*** Passage provided

Thursday, October 22, 2009

Girls Bible Study

Lately I've realized how little I trust God for. Even coming back here this year, I really did it out of obedience, not really expecting anything great. But I feel like God has filled me with hope for this year, and well, life in general.

Last year, we developed relationships with so many individual people. One of my big hopes for the year was to bring the people we know together. Now, we've always been told this doesn't work here, because basically people have lifelong friends. They know everyone that they've known since they were 3 years old. It's very different from America in that way. So, we decided to go ahead and start a girls bible study with these odds against us. We just gathered everyone who could meet at that time. It ended up being 4 girls. I was so excited the night before, and was thinking before I fell asleep... "wait a second! Bible studies are awkward in America too for the first month, but then you get to know people and start enjoying it!" haha, I realized maybe it wasn't too crazy.

Before, we just prayed that the girls would connect and that it would be a great time. And... it was! We had it in all Italian, so much of the time I wasn't too sure what was going on. Our team leader Amanda is fluent in Italian, so she was leading the time. Last year all we ever experienced were very difficult conversations in broken English, so it was so incredible to hear the girls being able to really express themselves in Italian! I couldn't believe how well everyone was getting along, and how they were really opening up and sharing their lives with each other. Our friend Ilaria had said a week before, that she didn't know anyone who would come to a bible study. You see, in Italy, faith is an extremely personal thing that really isn't discussed. Afterwards, she said it was great to sit around and discuss God and life with other Italian girls.

The 3 of us girls were in awe of how great it ended up being. Our desire is to start community groups like this that are comfortable places that people can invite their friends to, so that many people will be able to hear the gospel and experience the body of Christ.

******
*** Recorded information

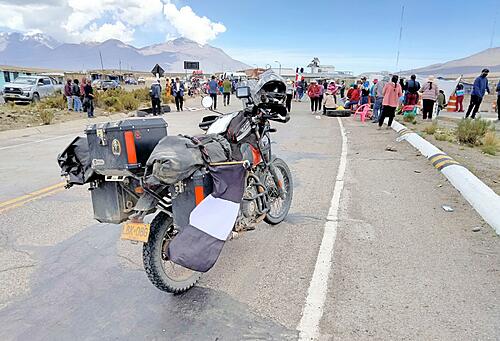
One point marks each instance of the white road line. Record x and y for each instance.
(37, 141)
(316, 295)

******

▶ Activities
A) Give the stretch of the Bible study post from "The 3 of us" through "body of Christ." again, swapping "community groups" for "home groups".
B) Carry the Bible study post on past its final sentence.
These lines come from a different source than the Bible study post.

▶ Results of the exercise
A)
The 3 of us girls were in awe of how great it ended up being. Our desire is to start home groups like this that are comfortable places that people can invite their friends to, so that many people will be able to hear the gospel and experience the body of Christ.

B)
Wednesday, October 7, 2009

Italy... Round 2

I made it to Italy! Funny story... On my way here, I flew out of Ft.Myers to Charlotte, from Charlotte to Munich, from Munich to Italy. The Charlotte to Munich flight was 9 hours long. This flight is always hard on me. I can never sleep on the flight, unless I get a window seat, which practically never happens. But this time, I got a great night of sleep the night before I left, so I was a lot less miserable. So, about 2 or 3 hours after the flight takes off, they fed us dinner and then turn the lights out so people can get some sleep. I had downloaded some Law & Orders because they always help pass the time. So I was almost finished with one, when I start to feel bad... like, woozy and could tell something was not right. I quickly shut my laptop and put it in the case because I didn't know if I was going to need to run to the back. I started getting really hot, and the next thing I know, I'm waking up with my head on the shoulder of the man next to me and my laptop was on the floor. He was saying "are you alright, are you ok?" I blacked out! haha. I think I was severely dehydrated and the plane was very hot where I was and my laptop sitting on my lap didn't help. I couldn't believe it and I started apologizing to the man next to me. He assured me it was fine and that his job was an airport terminal guard and so every time something like that happened in the airport, he was called. I got some water and went to sit in the back where it was cooler. I still can't believe that happened!

Being back in Salerno feels good. It's nice to get settled back in and feel at home. I feel like the Lord has been really trying to teach me about having a thankful heart. This summer, I went to a bible study where they had a praise box, where everyone puts their praises in from things that happened the week. I started thinking about what a great idea that was, and immediately noted the lack of praise in my life. Then later I met with someone about support, explaining how far away I was from my goal. I was super discouraged at the time. He asked me if I had been praising God for what he had brought in... umm, no. He quoted Phillipians 4:6,7 "Do not be anxious about anything, but in everything, by prayer and petition, with thanksgiving, present your requests to God. And the peace of God, which transcends all understanding, will guard your hearts and your minds in Christ Jesus." Now, I could recite this from memory. However, my version COMPLETELY left out "with thanksgiving." I was surprised when he said it! Then last week I received a devotional email and here's a quote from it:
"It seems that fear, anxiety, and worries dominate my thinking and thus the way I relate to the Lord. Am I alone in this? When these toxic emotions are allowed to rule my spirit, my prayers are reduced to grocery lists of the things I want the Lord to accomplish, and then I am frustrated when he does not hop to it and get them answered. The Lord has been showing me how to have an ongoing dialogue of thanksgiving in my heart as I walk through each day. It is changing the atmosphere in my soul."

So anyway, the Lord has done so much in my life and I am trying to more consciously think of these things more often than I think of things I am unhappy with and wanting to change. (Because I do thank God for things but it seems much more of my time is spent dwelling on things that are not done that I think should be.)